COMPLETE THE FOLLOWING:
**1.** In the text about the trust lawsuit, who was the current trustee that King did not join in the action?
**2.** Write the next part of the text about the trust lawsuit, picking up after its final sentence.

King filed suit as a beneficiary, alleging Johnston induced her mother to transfer a piece of trust property to herself, without consideration, and then induced her mother to mortgage the property for a personal loan.

The bank eventually foreclosed on the property, and Lenora Gilbert lost title. King further alleged that Johnston took money and rents that belonged to the trust and used them for her own personal benefit.

She alternatively argued that Johnston had essentially taken over the role of trustee while her mother was still alive but in failing mental and physical health, and that Johnston’s actions during this period of time and after Lenore Gilbert’s death made Johnston trustee de son tort and liable for failing to properly care for and/or recover trust property.

Lack of Standing

After a bench trial, Imperial Superior Court Judge Jeffrey B. Jones ruled that King should recover nothing from Johnston because she failed to show a conspiracy between Johnston and her mother or establish that Johnston was a de facto trustee before her mother’s death, and because King lacked standing to sue Johnston without joining the current trustee—Lloyd Gilbert, Arthur Gilbert’s son—in the action.

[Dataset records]

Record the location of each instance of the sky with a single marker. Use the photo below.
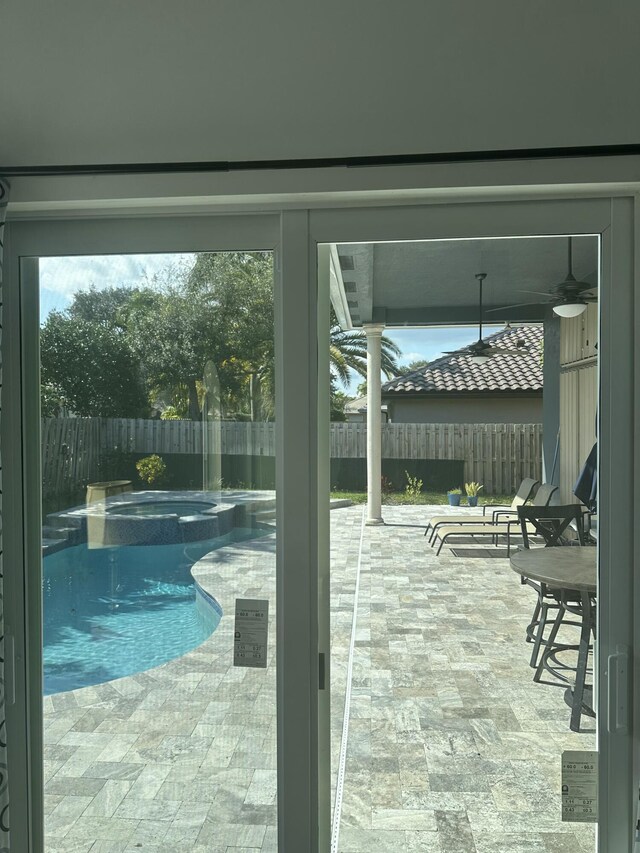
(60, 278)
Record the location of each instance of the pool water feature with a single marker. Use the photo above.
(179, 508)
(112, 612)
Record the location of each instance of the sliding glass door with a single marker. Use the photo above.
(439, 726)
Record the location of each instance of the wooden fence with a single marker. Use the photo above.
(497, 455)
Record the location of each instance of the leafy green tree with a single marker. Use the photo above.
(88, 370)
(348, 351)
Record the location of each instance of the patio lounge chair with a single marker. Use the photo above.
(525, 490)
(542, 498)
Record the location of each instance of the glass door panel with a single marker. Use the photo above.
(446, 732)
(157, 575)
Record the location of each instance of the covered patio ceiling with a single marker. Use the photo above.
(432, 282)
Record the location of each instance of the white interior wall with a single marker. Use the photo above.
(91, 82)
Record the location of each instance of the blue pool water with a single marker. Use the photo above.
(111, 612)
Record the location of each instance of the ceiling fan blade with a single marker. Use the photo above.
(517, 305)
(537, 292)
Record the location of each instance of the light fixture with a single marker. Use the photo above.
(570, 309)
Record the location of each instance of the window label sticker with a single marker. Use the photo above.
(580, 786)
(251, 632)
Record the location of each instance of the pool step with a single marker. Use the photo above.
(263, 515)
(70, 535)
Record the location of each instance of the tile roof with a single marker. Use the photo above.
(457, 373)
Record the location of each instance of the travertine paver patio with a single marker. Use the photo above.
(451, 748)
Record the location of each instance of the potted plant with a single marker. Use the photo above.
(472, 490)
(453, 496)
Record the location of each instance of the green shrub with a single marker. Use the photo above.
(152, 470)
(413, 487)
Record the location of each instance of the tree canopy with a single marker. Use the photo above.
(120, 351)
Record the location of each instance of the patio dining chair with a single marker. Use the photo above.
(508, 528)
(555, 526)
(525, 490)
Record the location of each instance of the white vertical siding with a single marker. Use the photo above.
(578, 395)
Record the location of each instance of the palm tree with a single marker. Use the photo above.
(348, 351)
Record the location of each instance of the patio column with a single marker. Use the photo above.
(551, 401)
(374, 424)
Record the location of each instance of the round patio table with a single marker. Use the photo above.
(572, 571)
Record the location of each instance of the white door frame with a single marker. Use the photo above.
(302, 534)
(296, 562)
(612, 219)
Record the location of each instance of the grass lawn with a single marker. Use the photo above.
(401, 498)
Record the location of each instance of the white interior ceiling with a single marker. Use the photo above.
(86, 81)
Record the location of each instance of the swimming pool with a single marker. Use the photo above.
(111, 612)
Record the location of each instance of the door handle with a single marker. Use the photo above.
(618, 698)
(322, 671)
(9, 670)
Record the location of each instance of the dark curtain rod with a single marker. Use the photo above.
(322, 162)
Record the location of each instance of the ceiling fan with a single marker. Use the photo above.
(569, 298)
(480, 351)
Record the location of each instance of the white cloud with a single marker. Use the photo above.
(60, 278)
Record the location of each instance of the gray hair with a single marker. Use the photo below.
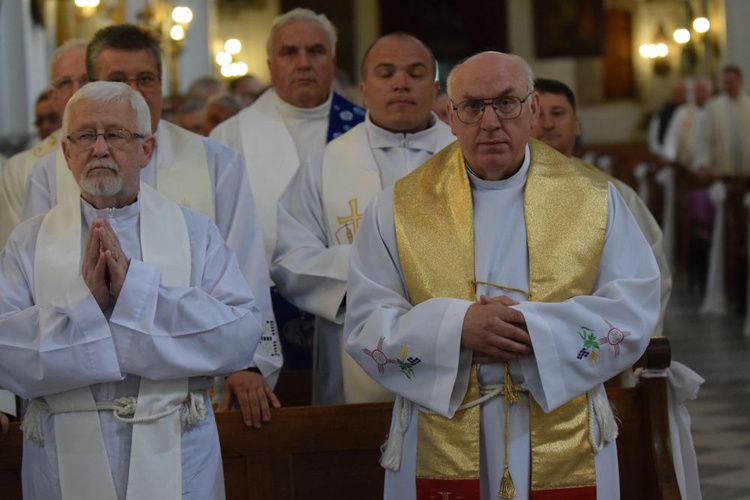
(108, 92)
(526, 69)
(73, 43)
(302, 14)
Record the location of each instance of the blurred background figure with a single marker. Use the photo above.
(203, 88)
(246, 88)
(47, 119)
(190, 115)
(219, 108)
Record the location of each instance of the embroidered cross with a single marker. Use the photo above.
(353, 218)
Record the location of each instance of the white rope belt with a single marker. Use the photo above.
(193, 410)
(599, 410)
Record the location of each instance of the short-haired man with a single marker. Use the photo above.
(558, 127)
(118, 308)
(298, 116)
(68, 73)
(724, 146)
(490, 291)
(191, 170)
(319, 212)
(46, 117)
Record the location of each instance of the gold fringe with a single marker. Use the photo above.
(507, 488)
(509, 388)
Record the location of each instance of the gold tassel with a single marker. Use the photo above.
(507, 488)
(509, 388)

TASK-BY-TASK ANSWERS:
**1.** Lloyd Gilbert, Arthur Gilbert's son.

**2.**
He also concluded that Johnston had unduly influenced her mother to breach the trust and had “acted as trustee” before Lloyd Gilbert accepted the role, but ruled that King could not recover under the theory because she lacked standing.

He further declined to award King any relief on her claim that Johnston acted as trustee after her mother’s death because Lloyd was “actively recouping” the value of the trust rental income that Johnston had wrongfully retained by withholding her share of the trust distributions.

King appealed, and the Court of Appeal rejected Jones’ determination on standing.

The Court of Appeal opinion provides: “If it is true that ‘the right of the beneficiaries against the [third party] is a direct right and not one that is derivative through the trustee' . . . we see no reason why an independent claim that exists prior to the appointment of a successor trustee should be extinguished upon that appointment, and [Johnston] has offered no reason why the appointment of a successor trustee should serve to wipe out a beneficiary’s ‘direct right’ against a third party.”

Necessary Findings

The Court of Appeal also provided that the trial court erred in failing to consider and make the necessary findings as to whether Johnston’s conduct was sufficient to hold her her liable as a trustee de son tort for some or all of the trust property and, if so, whether she breached her duties and what relief would be appropriate.

The opinion states: “[O]ne should not be permitted to assume the character of a trustee and wrongfully benefit from doing so without also having to assume the responsibilities of a trustee."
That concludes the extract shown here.